→ Fragmento seleccionado:
※

Es cierto que la actividad política está casi bloqueada desde 2015, pero en modo alguno tiene la culpa de ello la Constitución ni el artículo 99, sino la clase política, que no se ha acostumbrado a la nueva estructura del arco parlamentario y son incapaces de entenderse. No obstante, la pieza sustancial de esa desarmonía y que se encuentra siempre en el centro del tablero es Pedro Sánchez y su ambición política. Fue el gran obstáculo en 2015 y en 2016, cerrando cualquier posible solución que no pasase por su investidura como presidente del gobierno, hasta el extremo de que tuvo que ser cesado de secretario general de su partido para que se deshiciese el bucle que había generado en la política española.
El paréntesis duró poco porque, tras retornar a la Secretaría general del PSOE por ese procedimiento caudillista que son las primarias, y apoyándose en el “no es no”, aprovechó la primera ocasión que se le presentó para alcanzar la presidencia del gobierno, aunque fuese mediante ese gobierno Frankenstein que su partido no solo había rechazado rotundamente, sino que había considerado una locura, porque locura era pretender gobernar con 88 diputados y con los votos y el apoyo de los que acababan de dar un golpe de Estado y continuaban en la misma estrategia y persiguiendo el mismo objetivo.
Pues esa locura se llevó a cabo a través de una moción de censura de la que paradójicamente fue muñidor Podemos. Seguro que a estas alturas esta formación política se arrepiente amargamente de ello. A Pablo Iglesias le ha ocurrido lo mismo que a la rana de la fábula. Esta no tuvo en cuenta que estaba en la naturaleza del escorpión comportarse como tal. Pues bien, Pablo Iglesias debería haber previsto que se encuentra en la naturaleza de Pedro Sánchez actuar como un depredador político, que no le iba agradecer que le hubiese dado el gobierno y que solo consideraría a Podemos en tanto en cuanto le resultase útil como instrumento para sus fines.

※

→ Una serie de entradas:
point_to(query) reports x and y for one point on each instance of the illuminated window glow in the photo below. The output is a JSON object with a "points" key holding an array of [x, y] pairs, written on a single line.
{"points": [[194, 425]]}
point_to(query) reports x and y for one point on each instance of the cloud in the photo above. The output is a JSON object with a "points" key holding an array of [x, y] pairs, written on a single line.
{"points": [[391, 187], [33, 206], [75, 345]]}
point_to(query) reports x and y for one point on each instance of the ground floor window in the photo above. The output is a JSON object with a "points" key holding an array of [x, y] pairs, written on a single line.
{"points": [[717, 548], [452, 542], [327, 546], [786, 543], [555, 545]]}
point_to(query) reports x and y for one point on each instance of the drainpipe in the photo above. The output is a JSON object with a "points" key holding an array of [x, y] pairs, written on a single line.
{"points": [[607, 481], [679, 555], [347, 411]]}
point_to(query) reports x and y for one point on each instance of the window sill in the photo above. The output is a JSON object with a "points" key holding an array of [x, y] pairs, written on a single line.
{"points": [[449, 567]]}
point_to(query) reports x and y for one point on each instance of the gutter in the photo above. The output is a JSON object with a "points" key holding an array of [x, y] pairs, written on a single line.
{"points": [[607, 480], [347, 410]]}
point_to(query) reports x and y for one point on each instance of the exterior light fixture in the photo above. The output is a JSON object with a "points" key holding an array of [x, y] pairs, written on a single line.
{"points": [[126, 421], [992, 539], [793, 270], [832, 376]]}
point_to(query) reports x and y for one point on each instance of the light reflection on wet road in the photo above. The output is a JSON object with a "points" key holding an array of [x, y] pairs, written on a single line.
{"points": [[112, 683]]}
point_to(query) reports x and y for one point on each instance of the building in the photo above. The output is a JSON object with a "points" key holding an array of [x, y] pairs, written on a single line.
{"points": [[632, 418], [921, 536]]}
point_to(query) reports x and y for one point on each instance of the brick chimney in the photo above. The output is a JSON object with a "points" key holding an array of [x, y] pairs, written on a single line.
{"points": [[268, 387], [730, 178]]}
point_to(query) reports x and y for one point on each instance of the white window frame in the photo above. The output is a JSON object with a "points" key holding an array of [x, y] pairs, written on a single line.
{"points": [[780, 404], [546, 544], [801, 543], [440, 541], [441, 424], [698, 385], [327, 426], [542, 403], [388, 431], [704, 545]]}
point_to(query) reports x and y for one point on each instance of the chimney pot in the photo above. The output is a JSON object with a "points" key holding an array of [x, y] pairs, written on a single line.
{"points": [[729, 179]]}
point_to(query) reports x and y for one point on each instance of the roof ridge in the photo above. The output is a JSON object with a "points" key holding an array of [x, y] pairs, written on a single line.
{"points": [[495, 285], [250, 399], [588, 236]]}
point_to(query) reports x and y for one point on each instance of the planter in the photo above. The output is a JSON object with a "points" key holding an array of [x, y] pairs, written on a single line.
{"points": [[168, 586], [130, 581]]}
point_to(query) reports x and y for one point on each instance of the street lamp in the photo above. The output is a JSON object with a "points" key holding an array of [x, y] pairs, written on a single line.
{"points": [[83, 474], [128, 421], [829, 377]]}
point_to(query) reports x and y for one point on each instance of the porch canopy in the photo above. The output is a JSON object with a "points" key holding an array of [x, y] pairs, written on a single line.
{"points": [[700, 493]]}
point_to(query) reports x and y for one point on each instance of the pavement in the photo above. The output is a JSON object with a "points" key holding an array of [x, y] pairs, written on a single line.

※

→ Lista de tareas:
(1) Traduce al inglés esta oración del fragmento sobre Pedro Sánchez: "A Pablo Iglesias le ha ocurrido lo mismo que a la rana de la fábula."
(2) Copia del fragmento sobre Pedro Sánchez el tramo que empieza con "Pues esa locura" y sigue hasta "para sus fines.".
Las entradas son un material aparte del fragmento sobre Pedro Sánchez.

→ Respuestas correctas:
(1) The same thing has happened to Pablo Iglesias as to the frog in the fable.

(2)
Pues esa locura se llevó a cabo a través de una moción de censura de la que paradójicamente fue muñidor Podemos. Seguro que a estas alturas esta formación política se arrepiente amargamente de ello. A Pablo Iglesias le ha ocurrido lo mismo que a la rana de la fábula. Esta no tuvo en cuenta que estaba en la naturaleza del escorpión comportarse como tal. Pues bien, Pablo Iglesias debería haber previsto que se encuentra en la naturaleza de Pedro Sánchez actuar como un depredador político, que no le iba agradecer que le hubiese dado el gobierno y que solo consideraría a Podemos en tanto en cuanto le resultase útil como instrumento para sus fines.